Quien escribe sobre el manicomio, dando voces a los contrastes y a las aporías sobre las que se funda, necesariamente termina haciendo un pastiche , un lío, un desastre, para acercarse a su objeto, afinando la verdad impactante de una experiencia viva con la verdad exigida por la escritura, poco importa si es científica o artística.
Cosimo Schinaia, testigo apasionado e indignado pero industrioso activo en los trabajos de modificación de los manicomios, produjo un áspero pastiche o parch-work y, conociéndolo, sé que no podría haber endulzado los tonos. Su libro es más que un testimonio de una realidad clínica, asistencial y humana, pasada y presente. Es también el documento que narra una transformación histórica y, además, es una crítica a la praxis médico-social de la violencia psiquiátrica, protegida todavía de consideraciones no solo éticas y humanitarias sino también técnicas. Se presenta, en fin, como una ordenada sistematicidad, como una suerte de manual y como un pequeño museo del horror. El Pesebre de Cogoleto, obra oximórica, tierna y extravagante al mismo tiempo, sirvió a Schinaia de trama argumental en la que el pesebre mismo provee las indicaciones y las paradas fundamentales. El Pesebre de los locos estructura todo el discurso y así el libro encuentra en el pesebre su ilustración o su pretexto o aquello que debe recibir una respuesta.
Este teatrito piadoso y popular −a veces rústico y pobre, a veces infantil y a veces barrocamente suntuoso− otorga a niños y adultos el espectáculo ingenuo y cautivante del nacimiento de Jesús y de la llegada del Dios niño, con su familia, al mundo humano. El misterio cristiano de la encarnación de Dios se presenta en el pesebre con proporciones humanas, ambientándolo en un paisaje y en un hábitat que es la pieza fuerte de este género de narración mimética. Aquí encontramos ilustrados muchos de los ingredientes de la vida rural y campesina: muchos oficios, las figuritas inmovilizadas en las más variadas actividades, entre campo, bosques, villas y alturas. Todo puede ser observado panorámicamente y en detalle por el espectador y no faltan pesebres móviles más o menos agradables. Niño y mundo aparecen en los pesebres bien ordenados y organizados. El Niño tiene en torno a sí un mundo natural y social equilibrado y claramente organizado, mientras todos nosotros sabemos qué larga y peligrosa es para todo niño su construcción y su real incorporación vincular en la sociedad y en la cultura. Pero en el pesebre Dios y Niño coinciden, como exige la admirable intuición mítica del cristianismo y todo, al menos al comienzo, es lo mejor.

##########

* Partes del ejercicio
1. Traduce al inglés esta oración del texto sobre el libro de Schinaia: "Su libro es más que un testimonio de una realidad clínica, asistencial y humana, pasada y presente."
2. Por favor, transcribe el fragmento del texto sobre el libro de Schinaia que va desde "Quien escribe sobre" hasta "científica o artística.".
Los datos son material aparte, sin relación con el texto.

Datos de señalamiento mediante expresiones referenciales
##########

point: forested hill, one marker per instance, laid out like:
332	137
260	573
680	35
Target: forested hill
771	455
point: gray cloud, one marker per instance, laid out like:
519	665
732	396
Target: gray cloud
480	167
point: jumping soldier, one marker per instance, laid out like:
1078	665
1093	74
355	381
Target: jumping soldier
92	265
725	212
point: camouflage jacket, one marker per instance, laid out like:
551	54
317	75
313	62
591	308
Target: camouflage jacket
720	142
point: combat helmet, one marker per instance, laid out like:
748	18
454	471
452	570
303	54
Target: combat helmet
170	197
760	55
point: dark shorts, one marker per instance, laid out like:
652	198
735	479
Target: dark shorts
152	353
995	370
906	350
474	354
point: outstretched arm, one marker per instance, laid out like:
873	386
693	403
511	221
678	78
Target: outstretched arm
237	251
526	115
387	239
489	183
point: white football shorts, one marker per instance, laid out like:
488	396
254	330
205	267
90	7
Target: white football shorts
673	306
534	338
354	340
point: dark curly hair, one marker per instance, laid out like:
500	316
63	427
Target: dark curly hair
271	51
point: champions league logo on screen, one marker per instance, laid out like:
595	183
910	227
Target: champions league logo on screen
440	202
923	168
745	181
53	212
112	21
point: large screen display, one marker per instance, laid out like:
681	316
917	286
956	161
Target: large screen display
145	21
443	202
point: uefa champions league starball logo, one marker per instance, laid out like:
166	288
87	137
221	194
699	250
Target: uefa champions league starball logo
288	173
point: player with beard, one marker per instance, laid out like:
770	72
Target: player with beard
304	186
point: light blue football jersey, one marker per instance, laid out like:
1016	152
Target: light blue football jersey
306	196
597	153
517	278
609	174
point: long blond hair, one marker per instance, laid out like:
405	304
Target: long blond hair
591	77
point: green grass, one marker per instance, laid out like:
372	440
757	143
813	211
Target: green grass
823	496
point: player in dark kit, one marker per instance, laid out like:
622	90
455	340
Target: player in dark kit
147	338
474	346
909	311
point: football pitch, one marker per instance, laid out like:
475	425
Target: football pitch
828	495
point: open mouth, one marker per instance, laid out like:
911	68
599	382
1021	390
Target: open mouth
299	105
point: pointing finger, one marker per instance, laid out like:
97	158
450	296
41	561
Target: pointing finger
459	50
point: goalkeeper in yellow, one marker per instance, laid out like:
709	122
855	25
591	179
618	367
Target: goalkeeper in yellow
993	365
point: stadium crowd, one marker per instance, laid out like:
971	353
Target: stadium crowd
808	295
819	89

##########

* Respuestas de la actividad
1. His book is more than a testimony of a clinical, care-related and human reality, past and present.

2.
Quien escribe sobre el manicomio, dando voces a los contrastes y a las aporías sobre las que se funda, necesariamente termina haciendo un pastiche , un lío, un desastre, para acercarse a su objeto, afinando la verdad impactante de una experiencia viva con la verdad exigida por la escritura, poco importa si es científica o artística.